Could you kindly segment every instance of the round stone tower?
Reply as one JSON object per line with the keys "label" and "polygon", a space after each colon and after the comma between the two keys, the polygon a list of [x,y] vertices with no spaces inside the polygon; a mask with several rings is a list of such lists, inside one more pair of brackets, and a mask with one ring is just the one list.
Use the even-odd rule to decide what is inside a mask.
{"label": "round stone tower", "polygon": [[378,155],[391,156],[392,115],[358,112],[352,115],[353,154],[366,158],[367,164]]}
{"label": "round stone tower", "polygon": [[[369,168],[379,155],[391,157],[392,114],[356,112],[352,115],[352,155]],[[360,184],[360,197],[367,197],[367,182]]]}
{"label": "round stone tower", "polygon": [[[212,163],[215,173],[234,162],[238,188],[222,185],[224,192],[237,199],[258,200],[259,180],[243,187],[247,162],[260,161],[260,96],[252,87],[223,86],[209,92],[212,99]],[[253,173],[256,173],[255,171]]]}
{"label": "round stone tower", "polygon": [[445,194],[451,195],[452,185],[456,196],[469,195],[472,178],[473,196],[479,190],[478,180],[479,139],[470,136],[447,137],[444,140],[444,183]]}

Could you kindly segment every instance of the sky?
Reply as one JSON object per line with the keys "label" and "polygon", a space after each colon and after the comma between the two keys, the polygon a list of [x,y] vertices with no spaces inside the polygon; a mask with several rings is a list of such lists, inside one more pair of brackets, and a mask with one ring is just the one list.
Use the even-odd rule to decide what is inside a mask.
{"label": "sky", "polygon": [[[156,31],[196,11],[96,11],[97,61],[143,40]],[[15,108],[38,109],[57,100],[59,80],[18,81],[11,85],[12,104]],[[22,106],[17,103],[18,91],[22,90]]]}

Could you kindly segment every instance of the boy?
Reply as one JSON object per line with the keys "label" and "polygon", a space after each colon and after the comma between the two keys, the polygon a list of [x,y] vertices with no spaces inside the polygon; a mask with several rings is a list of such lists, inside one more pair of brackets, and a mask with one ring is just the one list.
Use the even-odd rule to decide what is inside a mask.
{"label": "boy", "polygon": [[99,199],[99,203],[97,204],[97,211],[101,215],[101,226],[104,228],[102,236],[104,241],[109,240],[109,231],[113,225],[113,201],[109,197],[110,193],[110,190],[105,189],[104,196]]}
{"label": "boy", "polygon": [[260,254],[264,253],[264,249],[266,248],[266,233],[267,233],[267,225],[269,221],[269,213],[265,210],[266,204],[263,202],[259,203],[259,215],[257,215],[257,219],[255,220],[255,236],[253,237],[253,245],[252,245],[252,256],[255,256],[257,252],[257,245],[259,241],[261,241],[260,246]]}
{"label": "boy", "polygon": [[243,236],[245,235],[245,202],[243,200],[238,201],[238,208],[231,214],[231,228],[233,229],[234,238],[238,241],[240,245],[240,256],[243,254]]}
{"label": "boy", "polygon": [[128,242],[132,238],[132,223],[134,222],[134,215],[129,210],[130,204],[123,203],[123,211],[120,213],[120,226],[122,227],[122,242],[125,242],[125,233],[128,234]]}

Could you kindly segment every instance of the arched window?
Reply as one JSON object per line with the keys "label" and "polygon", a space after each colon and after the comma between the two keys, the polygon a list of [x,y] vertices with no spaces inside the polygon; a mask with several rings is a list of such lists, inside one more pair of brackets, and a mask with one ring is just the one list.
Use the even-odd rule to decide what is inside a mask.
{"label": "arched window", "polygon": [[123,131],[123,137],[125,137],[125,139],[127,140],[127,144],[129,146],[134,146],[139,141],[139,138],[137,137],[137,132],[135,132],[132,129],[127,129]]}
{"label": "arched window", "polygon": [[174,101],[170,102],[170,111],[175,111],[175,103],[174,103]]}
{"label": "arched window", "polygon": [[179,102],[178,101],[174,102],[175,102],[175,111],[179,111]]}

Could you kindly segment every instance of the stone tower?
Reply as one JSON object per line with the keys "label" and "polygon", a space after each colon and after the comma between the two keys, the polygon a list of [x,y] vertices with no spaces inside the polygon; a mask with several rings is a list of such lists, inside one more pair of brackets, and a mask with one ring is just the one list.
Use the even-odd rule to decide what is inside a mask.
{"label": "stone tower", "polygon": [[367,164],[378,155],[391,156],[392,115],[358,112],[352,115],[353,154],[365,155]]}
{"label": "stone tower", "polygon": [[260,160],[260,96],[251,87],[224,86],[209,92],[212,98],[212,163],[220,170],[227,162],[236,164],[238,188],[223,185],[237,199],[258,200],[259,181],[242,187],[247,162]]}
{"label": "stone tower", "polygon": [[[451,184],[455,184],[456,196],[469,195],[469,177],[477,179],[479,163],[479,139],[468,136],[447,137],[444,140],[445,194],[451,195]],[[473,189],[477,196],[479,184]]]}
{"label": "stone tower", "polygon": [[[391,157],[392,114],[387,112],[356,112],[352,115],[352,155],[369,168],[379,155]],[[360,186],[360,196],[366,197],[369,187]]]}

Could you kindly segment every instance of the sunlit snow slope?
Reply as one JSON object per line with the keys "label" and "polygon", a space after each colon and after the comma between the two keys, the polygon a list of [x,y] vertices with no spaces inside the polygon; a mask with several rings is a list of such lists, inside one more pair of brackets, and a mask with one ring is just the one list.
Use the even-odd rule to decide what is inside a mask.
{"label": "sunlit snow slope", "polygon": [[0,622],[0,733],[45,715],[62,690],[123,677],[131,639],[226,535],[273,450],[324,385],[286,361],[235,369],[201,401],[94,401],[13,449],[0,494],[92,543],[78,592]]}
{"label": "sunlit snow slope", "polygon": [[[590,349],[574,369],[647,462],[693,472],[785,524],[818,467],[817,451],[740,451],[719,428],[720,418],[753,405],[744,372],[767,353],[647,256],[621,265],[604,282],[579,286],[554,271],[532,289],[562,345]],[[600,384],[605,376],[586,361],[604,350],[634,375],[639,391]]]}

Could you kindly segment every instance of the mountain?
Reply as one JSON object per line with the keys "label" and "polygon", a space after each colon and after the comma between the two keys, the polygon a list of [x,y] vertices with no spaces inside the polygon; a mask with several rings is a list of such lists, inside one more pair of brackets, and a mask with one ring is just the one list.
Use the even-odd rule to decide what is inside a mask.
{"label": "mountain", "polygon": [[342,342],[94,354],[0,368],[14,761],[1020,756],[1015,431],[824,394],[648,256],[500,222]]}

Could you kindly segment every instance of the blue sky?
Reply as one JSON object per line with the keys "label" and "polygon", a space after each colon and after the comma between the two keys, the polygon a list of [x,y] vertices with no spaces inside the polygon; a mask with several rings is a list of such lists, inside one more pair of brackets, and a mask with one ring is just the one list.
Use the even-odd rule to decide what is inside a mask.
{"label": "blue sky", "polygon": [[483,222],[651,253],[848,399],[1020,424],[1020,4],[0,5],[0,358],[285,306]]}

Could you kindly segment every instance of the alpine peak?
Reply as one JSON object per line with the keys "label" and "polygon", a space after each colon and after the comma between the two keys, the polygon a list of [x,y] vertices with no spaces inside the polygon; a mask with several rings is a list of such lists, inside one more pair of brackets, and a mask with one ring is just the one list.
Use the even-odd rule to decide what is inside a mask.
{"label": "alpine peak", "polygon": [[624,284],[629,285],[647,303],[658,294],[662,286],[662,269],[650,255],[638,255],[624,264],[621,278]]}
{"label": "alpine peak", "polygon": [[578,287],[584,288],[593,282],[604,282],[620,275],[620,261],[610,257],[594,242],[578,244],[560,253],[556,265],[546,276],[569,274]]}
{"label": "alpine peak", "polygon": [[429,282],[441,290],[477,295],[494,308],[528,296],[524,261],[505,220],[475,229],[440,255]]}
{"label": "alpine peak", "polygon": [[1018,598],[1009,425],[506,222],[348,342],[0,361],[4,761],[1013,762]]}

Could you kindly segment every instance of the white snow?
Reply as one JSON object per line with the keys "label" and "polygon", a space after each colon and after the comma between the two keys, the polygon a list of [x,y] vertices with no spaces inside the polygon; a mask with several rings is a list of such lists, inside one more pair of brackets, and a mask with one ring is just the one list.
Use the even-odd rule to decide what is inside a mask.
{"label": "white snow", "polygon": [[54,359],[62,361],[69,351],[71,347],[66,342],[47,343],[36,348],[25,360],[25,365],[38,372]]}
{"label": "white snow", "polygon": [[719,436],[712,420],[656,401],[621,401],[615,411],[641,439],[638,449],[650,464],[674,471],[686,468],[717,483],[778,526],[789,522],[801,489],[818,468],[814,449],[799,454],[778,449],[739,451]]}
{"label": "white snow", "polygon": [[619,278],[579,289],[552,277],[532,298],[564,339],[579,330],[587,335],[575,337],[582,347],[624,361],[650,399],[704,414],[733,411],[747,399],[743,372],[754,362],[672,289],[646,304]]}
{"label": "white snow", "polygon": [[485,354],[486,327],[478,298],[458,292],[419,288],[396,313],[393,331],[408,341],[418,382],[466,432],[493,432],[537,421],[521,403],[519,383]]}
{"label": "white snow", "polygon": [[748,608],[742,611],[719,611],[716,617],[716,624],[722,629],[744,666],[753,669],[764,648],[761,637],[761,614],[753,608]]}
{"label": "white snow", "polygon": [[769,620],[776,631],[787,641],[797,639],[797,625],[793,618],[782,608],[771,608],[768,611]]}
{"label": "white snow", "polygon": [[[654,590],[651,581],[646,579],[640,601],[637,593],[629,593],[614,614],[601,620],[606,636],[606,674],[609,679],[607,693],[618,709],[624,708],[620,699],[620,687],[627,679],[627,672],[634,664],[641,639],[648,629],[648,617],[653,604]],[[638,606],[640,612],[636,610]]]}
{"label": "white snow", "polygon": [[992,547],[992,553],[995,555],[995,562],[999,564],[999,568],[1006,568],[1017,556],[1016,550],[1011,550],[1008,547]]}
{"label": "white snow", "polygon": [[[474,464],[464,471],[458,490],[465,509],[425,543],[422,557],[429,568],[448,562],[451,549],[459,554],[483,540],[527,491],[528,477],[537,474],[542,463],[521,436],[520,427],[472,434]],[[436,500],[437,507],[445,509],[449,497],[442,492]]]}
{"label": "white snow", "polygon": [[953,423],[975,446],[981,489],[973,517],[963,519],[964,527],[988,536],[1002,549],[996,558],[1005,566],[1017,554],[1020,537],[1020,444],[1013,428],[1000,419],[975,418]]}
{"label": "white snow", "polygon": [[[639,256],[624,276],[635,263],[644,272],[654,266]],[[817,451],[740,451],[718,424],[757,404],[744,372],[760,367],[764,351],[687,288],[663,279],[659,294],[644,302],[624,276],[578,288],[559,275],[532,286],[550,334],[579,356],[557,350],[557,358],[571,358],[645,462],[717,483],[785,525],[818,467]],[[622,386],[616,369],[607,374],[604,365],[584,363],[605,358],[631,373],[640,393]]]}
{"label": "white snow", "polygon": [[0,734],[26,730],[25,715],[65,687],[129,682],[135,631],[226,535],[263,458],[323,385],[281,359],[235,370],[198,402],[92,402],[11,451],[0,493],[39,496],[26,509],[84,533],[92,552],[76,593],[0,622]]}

--------------------------------------------------

_WORK ITEM_
Only a number is needed here: the count of lines above that hold the string "segment".

_ANSWER TO THIS EXERCISE_
10